What needs to be done = In two sentences, sum up the introduction below about the human body and its microbes.

1. Introduction
1.1. One, None, a Hundred Thousand…Self
In the last two decades, complex systems biology has been developed
[1]. This discipline investigates collective properties that cannot be connoted by analyzing a single component but rather by examining the complex totality through a multidisciplinary approach. The human body is a sophisticated multisystem regulated by genetic background, epigenetics, environmental drivers, the microbiome, interpersonal relationships, activities, emotions, and experience. The holistic version (from Greek όλος: totality) considers our organism in its entirety (body, mind, experience and mood) and not as a collection of organs and systems. The human gastrointestinal (GI) tract hosts one of the most complex ecosystems on the planet. The vast community of resident microbes represents a complex system interconnected with the host organism (co-evolved over time) and regulated by sophisticated and vulnerable dynamics. The actual self is no longer a distinguishing feature of the human being but an advantageous structural and functional combination with that microscopic universe we used to call ‘non-self.’ Through vaginal birth, an advantageous ‘handover’ occurs from mother to infant (‘microbial inheritance’). During and immediately after birth, a significant number of maternal and environmental microorganisms colonize the skin and mucous membranes (oral cavity, airways, urogenitals and GI tracts). As a result of the post-natal colonization process, site-specific microbial ecosystems, known as microbiota, are formed. The microbiome, on the other hand, includes the microbiota, consisting predominantly of bacteria (although other domains such as archaea, fungi, and algae are also present), and their microbial structural elements (proteins/peptides, lipids, polysaccharides), nucleic acids (structural DNA/RNA), mobile genetic elements (viruses, phages, residual DNA), and microbial metabolites (signal molecules, toxins, organic, and inorganic compounds)
[2]. This multitude of microorganisms becomes an integral part of the host (self). Thus, the human body is legitimately considered a holobiont (‘superorganism’) consisting of its own eukaryotic cells and various microbiomes. The term ‘homo bacteriens,’ coined by Henderson and Wilson, renders the concept of mutualism more accurate than others
[3].

Region pointing data:
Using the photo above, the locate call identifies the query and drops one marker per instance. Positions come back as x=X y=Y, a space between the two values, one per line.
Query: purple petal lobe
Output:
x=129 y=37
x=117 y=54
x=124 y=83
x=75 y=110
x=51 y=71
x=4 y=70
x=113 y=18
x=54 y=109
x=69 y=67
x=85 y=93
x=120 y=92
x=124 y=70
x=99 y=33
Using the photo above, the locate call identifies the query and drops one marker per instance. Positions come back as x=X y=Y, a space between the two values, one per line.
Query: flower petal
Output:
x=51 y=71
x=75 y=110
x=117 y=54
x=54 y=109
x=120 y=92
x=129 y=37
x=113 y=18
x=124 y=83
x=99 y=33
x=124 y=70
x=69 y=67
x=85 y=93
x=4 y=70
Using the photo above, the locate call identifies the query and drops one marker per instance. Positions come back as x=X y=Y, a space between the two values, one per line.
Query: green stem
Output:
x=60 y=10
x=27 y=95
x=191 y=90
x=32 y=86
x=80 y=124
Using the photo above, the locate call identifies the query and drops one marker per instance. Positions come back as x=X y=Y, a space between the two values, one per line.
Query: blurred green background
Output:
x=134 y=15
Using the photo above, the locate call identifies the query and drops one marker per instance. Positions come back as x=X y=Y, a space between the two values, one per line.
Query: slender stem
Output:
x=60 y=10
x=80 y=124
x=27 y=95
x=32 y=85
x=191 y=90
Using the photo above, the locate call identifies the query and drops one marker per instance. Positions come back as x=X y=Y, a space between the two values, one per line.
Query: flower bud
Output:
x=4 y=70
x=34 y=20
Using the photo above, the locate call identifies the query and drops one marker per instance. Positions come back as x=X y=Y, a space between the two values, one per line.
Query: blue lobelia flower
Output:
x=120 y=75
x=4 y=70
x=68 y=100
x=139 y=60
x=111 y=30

Answer section = The human body is a complex multisystem, and the vast community of microbes living in it, especially in the gut, forms a complex system that co-evolved with the host and is tied closely to it. These microbes are passed from mother to infant at birth and colonize the skin and mucous membranes, becoming part of the self, so the body can be seen as a holobiont, or "superorganism," made of its own cells and various microbiomes.